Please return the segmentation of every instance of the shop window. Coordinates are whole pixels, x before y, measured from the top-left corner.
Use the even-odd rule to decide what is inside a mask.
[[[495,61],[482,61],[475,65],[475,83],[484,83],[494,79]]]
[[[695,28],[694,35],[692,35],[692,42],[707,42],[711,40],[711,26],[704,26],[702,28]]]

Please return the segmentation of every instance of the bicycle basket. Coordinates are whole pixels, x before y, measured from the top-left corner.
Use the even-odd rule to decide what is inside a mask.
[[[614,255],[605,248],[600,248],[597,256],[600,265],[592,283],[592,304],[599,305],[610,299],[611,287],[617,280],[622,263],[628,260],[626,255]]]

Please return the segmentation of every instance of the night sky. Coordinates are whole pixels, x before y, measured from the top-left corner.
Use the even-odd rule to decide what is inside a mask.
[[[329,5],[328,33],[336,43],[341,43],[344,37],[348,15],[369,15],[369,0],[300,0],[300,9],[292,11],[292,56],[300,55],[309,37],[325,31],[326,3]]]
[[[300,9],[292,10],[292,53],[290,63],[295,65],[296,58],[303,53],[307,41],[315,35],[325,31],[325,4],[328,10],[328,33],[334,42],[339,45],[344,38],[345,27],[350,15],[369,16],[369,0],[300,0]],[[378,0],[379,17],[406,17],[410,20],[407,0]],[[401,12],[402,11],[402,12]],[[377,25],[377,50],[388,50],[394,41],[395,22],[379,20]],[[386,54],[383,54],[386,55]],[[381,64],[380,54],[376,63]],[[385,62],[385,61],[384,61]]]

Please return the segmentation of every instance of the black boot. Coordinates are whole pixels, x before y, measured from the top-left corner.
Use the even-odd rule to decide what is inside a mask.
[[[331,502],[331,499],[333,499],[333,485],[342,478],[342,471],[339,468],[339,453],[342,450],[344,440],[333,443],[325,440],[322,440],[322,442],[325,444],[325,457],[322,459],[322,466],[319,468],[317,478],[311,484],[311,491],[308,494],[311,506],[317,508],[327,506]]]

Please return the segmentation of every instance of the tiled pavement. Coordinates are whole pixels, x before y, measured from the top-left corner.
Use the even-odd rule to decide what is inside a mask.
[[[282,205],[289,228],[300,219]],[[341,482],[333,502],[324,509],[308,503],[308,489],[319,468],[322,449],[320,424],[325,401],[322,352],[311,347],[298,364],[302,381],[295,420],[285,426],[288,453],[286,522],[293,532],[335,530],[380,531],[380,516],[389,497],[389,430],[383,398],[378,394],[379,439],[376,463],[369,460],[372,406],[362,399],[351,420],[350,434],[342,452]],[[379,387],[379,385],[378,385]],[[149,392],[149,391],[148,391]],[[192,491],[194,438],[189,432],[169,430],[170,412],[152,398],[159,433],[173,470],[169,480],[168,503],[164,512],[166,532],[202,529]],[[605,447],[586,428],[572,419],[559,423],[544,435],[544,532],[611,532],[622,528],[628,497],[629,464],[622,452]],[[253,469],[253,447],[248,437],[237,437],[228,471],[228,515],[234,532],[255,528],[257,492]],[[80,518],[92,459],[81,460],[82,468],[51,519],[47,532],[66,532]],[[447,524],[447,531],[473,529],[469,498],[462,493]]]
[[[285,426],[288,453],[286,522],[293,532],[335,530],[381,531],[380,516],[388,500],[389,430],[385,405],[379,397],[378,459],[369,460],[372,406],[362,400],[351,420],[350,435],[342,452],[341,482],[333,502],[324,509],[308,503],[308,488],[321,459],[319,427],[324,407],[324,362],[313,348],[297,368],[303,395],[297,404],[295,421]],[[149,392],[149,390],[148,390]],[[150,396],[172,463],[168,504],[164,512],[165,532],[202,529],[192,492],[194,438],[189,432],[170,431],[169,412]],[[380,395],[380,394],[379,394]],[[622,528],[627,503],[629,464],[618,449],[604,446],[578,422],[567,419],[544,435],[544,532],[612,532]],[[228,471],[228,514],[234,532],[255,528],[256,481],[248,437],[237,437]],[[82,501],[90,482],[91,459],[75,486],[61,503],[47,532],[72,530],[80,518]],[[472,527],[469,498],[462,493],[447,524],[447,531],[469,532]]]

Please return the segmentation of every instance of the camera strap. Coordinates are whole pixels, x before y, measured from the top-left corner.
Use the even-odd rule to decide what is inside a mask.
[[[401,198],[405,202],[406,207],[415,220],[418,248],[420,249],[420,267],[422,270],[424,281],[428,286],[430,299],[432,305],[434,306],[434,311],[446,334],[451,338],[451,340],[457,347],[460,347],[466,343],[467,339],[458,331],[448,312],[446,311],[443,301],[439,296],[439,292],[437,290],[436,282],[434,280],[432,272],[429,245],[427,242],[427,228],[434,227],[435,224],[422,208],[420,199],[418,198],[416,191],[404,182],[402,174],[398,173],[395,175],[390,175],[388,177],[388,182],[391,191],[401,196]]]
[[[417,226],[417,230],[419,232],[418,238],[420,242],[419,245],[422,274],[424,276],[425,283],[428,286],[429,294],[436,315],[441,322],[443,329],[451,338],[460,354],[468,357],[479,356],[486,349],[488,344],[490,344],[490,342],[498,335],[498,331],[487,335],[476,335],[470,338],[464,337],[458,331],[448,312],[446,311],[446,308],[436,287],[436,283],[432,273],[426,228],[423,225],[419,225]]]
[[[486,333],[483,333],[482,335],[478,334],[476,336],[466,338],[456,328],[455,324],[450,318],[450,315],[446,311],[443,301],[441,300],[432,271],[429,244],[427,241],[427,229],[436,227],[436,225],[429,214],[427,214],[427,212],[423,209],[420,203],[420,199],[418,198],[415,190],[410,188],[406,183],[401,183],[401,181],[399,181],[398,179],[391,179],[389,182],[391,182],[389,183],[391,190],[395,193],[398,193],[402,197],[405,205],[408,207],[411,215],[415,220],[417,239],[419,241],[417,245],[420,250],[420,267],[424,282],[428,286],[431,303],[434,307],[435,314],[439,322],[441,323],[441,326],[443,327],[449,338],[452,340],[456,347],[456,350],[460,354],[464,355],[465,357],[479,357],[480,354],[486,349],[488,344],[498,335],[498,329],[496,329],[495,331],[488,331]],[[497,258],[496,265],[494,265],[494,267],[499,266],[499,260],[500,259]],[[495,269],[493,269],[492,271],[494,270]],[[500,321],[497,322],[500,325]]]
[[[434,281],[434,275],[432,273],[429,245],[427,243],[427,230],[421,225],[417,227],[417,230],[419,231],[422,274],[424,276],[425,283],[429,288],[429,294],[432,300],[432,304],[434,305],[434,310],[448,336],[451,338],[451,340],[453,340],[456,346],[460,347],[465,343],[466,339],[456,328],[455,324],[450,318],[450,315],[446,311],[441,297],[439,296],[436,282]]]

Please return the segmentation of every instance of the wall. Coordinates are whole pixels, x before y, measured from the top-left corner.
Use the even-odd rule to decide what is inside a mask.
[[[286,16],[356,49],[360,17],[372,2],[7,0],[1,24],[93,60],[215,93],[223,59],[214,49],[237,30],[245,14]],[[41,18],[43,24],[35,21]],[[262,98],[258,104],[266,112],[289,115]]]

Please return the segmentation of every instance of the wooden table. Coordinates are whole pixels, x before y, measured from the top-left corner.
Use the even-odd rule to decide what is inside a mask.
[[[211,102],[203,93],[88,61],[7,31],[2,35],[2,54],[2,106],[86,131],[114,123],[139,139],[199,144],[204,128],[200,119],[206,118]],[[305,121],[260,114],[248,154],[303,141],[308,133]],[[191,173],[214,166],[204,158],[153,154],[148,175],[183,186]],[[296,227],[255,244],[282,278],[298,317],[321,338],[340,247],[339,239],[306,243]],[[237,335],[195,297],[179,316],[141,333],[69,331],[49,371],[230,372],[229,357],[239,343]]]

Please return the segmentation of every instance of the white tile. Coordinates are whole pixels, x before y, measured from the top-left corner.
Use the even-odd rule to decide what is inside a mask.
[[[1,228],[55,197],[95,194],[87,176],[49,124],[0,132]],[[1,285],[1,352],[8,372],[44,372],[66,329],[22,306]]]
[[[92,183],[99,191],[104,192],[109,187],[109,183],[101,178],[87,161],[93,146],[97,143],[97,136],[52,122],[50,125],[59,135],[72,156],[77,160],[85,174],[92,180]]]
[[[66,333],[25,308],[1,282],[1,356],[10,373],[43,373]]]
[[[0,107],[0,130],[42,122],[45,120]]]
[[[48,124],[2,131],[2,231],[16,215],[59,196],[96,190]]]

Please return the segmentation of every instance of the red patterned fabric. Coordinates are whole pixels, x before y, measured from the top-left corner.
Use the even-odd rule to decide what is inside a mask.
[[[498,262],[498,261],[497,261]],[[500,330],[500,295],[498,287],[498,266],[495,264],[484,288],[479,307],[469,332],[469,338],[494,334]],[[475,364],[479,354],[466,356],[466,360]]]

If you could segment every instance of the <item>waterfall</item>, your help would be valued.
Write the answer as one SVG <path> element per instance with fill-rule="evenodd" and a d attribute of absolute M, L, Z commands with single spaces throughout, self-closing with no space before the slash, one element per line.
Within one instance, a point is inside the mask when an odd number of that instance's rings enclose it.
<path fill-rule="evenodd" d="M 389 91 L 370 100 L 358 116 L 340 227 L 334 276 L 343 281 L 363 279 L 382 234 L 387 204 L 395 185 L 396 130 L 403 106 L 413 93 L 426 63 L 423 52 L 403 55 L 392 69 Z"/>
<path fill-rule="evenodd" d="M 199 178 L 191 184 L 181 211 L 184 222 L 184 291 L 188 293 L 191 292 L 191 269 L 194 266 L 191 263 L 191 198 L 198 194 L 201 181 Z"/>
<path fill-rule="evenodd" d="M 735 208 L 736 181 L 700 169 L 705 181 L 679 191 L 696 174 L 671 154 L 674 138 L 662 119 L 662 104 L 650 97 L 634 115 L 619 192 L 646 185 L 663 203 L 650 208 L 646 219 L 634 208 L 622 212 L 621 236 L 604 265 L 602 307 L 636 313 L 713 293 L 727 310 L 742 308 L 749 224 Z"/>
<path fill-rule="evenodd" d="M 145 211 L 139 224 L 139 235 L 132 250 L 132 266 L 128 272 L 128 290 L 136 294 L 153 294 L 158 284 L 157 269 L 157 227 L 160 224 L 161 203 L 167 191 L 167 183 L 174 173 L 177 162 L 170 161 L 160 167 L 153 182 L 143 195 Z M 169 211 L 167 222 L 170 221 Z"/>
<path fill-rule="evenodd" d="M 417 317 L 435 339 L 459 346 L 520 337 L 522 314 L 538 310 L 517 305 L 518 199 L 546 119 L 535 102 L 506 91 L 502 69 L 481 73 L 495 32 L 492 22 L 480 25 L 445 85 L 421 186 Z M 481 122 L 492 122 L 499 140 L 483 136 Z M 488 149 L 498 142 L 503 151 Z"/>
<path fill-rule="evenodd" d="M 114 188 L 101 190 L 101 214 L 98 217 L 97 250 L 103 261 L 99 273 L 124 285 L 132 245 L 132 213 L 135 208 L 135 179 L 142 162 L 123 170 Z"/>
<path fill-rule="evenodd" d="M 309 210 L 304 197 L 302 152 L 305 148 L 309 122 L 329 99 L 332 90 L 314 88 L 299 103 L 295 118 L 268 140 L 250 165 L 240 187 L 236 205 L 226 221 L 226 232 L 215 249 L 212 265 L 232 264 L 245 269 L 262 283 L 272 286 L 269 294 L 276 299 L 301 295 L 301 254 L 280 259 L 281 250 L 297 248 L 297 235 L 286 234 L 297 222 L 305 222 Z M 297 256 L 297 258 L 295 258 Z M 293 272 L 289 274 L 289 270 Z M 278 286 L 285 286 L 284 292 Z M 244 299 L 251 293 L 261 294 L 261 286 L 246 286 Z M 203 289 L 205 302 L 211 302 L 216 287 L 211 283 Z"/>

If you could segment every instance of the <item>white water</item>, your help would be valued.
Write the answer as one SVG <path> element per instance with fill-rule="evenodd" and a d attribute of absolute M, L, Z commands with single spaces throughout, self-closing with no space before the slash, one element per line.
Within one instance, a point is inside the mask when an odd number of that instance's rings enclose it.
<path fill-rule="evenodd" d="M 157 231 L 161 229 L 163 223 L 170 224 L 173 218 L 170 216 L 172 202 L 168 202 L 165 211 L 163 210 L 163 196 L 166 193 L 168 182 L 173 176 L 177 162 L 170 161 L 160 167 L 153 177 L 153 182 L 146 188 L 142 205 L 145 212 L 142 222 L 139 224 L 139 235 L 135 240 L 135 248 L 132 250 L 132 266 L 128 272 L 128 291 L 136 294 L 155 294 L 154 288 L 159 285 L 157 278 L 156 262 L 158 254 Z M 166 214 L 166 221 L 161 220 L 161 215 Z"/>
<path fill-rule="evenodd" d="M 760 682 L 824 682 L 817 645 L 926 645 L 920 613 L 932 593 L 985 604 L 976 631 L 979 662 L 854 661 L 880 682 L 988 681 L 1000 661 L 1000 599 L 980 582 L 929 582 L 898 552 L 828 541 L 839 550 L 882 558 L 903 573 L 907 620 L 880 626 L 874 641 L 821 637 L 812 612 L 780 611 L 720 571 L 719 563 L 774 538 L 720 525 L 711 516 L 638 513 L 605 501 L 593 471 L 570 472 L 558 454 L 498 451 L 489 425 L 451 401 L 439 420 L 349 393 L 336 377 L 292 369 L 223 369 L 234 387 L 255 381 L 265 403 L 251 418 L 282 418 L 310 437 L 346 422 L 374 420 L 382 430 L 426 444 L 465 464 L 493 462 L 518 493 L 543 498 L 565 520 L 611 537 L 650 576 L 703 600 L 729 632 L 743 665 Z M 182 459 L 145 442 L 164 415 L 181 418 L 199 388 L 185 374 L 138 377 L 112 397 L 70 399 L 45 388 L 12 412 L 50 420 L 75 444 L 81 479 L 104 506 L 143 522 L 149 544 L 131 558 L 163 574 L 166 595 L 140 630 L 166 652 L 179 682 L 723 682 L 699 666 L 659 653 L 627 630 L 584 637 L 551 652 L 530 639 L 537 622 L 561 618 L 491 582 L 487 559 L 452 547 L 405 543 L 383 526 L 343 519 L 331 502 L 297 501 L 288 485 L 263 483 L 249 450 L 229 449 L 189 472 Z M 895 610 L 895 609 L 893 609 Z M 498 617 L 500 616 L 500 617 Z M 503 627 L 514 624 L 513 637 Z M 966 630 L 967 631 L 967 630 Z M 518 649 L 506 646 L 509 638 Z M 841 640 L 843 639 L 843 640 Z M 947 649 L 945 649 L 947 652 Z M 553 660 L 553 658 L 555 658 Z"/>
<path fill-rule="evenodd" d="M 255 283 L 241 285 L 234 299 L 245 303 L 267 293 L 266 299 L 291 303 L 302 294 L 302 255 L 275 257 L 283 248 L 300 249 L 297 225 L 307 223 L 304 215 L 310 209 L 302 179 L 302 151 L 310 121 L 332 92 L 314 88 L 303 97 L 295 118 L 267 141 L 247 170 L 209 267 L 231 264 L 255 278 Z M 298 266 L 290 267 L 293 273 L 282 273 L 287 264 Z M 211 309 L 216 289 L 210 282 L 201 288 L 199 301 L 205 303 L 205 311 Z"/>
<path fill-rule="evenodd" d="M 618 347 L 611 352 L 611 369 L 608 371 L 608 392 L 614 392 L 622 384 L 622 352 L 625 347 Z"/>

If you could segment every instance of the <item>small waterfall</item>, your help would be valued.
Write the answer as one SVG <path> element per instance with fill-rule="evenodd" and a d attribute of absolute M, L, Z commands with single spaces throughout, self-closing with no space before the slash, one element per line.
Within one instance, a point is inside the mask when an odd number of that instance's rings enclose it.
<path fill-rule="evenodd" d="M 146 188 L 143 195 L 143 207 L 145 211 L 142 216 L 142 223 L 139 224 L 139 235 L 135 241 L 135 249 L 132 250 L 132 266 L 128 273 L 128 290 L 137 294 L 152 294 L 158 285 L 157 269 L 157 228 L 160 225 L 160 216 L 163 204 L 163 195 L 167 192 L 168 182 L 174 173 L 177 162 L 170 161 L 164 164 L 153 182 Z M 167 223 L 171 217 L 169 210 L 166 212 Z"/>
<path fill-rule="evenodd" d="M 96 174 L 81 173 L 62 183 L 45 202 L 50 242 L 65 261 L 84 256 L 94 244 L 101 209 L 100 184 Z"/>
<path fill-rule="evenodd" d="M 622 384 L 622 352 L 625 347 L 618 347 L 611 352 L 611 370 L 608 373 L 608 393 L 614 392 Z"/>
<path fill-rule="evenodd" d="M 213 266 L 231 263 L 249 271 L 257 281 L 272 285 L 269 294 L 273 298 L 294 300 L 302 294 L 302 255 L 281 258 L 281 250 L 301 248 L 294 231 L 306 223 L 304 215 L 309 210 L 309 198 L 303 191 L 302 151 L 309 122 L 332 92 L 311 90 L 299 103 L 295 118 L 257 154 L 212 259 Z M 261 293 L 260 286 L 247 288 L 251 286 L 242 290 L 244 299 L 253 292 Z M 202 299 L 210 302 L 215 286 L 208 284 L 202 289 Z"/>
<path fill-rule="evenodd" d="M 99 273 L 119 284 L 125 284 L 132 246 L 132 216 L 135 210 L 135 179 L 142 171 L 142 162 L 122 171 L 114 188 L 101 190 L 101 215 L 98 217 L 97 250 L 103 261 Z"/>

- - -

Task to complete :: Search the lines above for the string "whole" and copy each line that has it.

Exercise solution ::
Please return the segmentation of every instance of the shop window. Coordinates are whole pixels, x before y, measured from the top-left corner.
Please return the segmentation of every instance of the bicycle basket. Coordinates are whole pixels, x before y, measured from the top-left corner.
Please return the segmentation of every instance of the night sky. Coordinates are whole pixels, x before y, measured from the top-left corner.
Please return the segmentation of every instance of the black boot. Coordinates are whole pixels, x before y, measured from the top-left corner.
Please return the segmentation of every instance of the tiled pavement. Coordinates are whole pixels, x before y, measured from the top-left corner.
Please return the segmentation of every instance of the camera strap. Coordinates are whole pixels, x before y, measured from the top-left corner.
Please return the segmentation of every instance of the wall. Coordinates are whole pixels, x before y, measured from the top-left corner.
Please return the segmentation of every instance of the wooden table. Coordinates are whole pixels, x before y, measured from the top-left corner.
Please return the segmentation of every instance of the white tile. Coordinates are whole pixels, x before y, measured from the top-left corner.
Please return the segmentation of every instance of the red patterned fabric. Coordinates are whole pixels, x before y, measured from the top-left corner.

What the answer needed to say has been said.